Aim
Present the following data again exactly as it is shown.
[Start Material shown]
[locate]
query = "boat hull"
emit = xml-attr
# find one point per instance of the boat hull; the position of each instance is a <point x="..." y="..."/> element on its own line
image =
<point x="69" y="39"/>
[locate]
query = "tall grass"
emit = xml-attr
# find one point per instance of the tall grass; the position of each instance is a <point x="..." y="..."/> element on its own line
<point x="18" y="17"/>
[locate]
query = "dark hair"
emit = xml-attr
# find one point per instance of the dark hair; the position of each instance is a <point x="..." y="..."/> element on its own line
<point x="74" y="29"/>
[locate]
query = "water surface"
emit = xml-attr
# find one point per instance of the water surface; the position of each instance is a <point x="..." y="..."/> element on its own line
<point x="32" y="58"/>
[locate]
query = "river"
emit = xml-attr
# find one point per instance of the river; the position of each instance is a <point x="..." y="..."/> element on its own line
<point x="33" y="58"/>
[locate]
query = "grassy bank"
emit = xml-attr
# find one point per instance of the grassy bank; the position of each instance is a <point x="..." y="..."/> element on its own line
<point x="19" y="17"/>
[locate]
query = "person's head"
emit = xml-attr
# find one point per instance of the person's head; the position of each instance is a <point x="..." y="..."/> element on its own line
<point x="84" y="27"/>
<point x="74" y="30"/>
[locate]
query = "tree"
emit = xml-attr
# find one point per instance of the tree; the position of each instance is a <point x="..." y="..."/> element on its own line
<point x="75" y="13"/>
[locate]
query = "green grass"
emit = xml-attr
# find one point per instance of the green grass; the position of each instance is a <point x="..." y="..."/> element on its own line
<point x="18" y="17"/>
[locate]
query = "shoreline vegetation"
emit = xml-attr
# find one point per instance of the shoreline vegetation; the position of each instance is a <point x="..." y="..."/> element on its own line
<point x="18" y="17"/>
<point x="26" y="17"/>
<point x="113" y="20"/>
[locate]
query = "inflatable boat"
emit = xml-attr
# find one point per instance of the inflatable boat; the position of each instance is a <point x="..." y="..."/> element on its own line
[End Material shown]
Task solution
[locate]
query = "boat hull"
emit = xml-attr
# find one point per instance of the boat hull; the position of each instance is a <point x="..." y="..."/> element on its own line
image =
<point x="69" y="39"/>
[locate]
query = "tall grass"
emit = xml-attr
# find one point per instance of the tall grass; the position of each instance is a <point x="..." y="..."/> element on its own line
<point x="18" y="17"/>
[locate]
query = "dark hair"
emit = xml-attr
# find one point per instance of the dark hair; the position of each instance is a <point x="..." y="..."/> element on its own line
<point x="74" y="29"/>
[locate]
query = "water surface"
emit = xml-attr
# find one point per instance of the water surface; the position of each instance is a <point x="..." y="..."/> element on its own line
<point x="32" y="58"/>
[locate]
query = "river"
emit = xml-attr
# find one point per instance of the river; the position of each instance is a <point x="..." y="..."/> element on its own line
<point x="33" y="58"/>
[locate]
query = "grassy bank"
emit = xml-attr
# find one point per instance of the grassy bank; the position of each instance is a <point x="..." y="..."/> element on its own line
<point x="19" y="17"/>
[locate]
query = "person's head"
emit = xml-attr
# find one point per instance of the person's head; the position of each instance is a <point x="..." y="..."/> element on its own line
<point x="84" y="27"/>
<point x="74" y="30"/>
[locate]
query = "tree"
emit = xml-attr
# find one point per instance of the tree; the position of each instance is a <point x="..." y="..."/> element on its own line
<point x="75" y="13"/>
[locate]
query = "green grass"
emit = xml-attr
# find one point per instance of the green grass; the position of each instance is a <point x="..." y="..."/> element on its own line
<point x="18" y="17"/>
[locate]
query = "shoreline vegetation"
emit = xml-attr
# find one point per instance of the shoreline vegetation; the position of each instance is a <point x="..." y="..."/> element on its own line
<point x="18" y="17"/>
<point x="26" y="17"/>
<point x="113" y="20"/>
[locate]
query = "inflatable boat"
emit = xml-attr
# find one point per instance of the inflatable boat; the position of each instance is a <point x="..." y="..."/> element on its own line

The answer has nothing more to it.